-- Provided records start --

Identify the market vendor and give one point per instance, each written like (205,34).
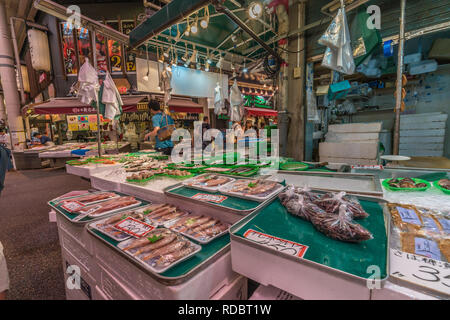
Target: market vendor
(159,120)
(40,139)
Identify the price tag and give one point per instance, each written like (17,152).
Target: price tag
(284,246)
(377,167)
(72,206)
(134,227)
(209,197)
(422,271)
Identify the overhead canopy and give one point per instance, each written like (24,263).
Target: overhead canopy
(260,112)
(73,106)
(222,37)
(184,105)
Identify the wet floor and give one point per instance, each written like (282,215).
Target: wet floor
(31,242)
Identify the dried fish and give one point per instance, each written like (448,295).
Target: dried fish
(331,202)
(340,227)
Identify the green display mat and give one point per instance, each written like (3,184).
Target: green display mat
(183,268)
(72,216)
(231,202)
(352,258)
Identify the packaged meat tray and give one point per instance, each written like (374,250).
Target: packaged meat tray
(208,182)
(160,250)
(107,225)
(87,200)
(107,207)
(200,228)
(258,190)
(162,214)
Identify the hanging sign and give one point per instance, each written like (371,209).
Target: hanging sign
(423,271)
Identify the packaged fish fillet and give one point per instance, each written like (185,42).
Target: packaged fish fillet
(107,225)
(160,250)
(108,207)
(164,214)
(201,228)
(257,190)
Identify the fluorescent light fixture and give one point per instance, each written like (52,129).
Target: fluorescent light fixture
(205,20)
(194,27)
(255,10)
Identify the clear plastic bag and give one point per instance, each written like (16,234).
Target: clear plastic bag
(331,202)
(332,36)
(89,85)
(339,55)
(340,227)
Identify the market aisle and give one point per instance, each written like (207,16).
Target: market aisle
(31,242)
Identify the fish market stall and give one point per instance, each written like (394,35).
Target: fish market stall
(178,249)
(283,236)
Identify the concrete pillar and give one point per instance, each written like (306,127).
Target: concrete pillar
(296,88)
(9,83)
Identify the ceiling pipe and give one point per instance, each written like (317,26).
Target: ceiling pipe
(220,8)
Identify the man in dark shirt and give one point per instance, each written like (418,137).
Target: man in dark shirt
(159,120)
(42,139)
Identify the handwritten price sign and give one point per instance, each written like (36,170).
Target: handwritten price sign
(209,197)
(72,206)
(134,227)
(284,246)
(423,271)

-- Provided records end --

_Job_. Write out every line of the items above verbatim, omitting the pictures.

_The output_.
Identify the market vendor and give one point per instance, each written like (205,34).
Target: market vendor
(159,120)
(40,139)
Identify the price tag and give one point per instance, each written like (17,152).
Target: price tag
(284,246)
(377,167)
(72,206)
(134,227)
(209,197)
(422,271)
Identify the overhead canopy and give one point per instance, each written like (24,263).
Target: overhead canopy
(260,112)
(73,106)
(222,37)
(184,105)
Identify the wet floor and give one point per instance, each written like (282,215).
Target: wet floor
(31,242)
Identify the dried fish and give one point per instance, each written like (448,295).
Target: dried fish
(331,202)
(340,227)
Identify the green display mat and give one point per instance, each written like (3,184).
Target: green display mat
(183,268)
(72,216)
(231,202)
(352,258)
Identify the packaged meat tray and give one point per instance, each written like (374,250).
Target: packaged meat tray
(208,182)
(160,250)
(107,225)
(87,200)
(107,207)
(200,228)
(258,190)
(162,214)
Identify the hanging sign and give one point per instance, each written like (371,209).
Target: hanging sign
(423,271)
Identify the packaged fish fillet and give one point per instance, each written like (185,42).
Target: packaged fish fillet
(107,225)
(160,250)
(108,207)
(164,214)
(201,228)
(257,190)
Identify the fluorescent light fixture and give one point per instance, each written like (52,129).
Target: fluorescent light fixture
(205,20)
(194,27)
(255,10)
Identify the clear plastic bag and give one point per instance, each written like (16,234).
Target: clear plastic bag
(331,202)
(332,36)
(89,85)
(339,55)
(340,227)
Identify the market aisle and give one point per instance, each written like (207,16).
Target: market aisle
(31,242)
Identify the fish market stall and give one point per instance, each written like (394,35).
Target: fish market stall
(178,249)
(283,236)
Identify the concrete pillar and give one point per instance, each written like (306,127).
Target: concrete pillar
(296,88)
(9,83)
Identify the ceiling pipe and give one point per instance, each written like (317,26).
Target: ceiling pipe
(220,8)
Identify the man in dark shirt and give one point per instance, each written like (418,137).
Target: man in dark shirt
(159,120)
(42,139)
Identify the handwritten price sign and give one point per instance, each written like (36,170).
Target: handwritten price sign
(209,197)
(72,206)
(134,227)
(284,246)
(423,271)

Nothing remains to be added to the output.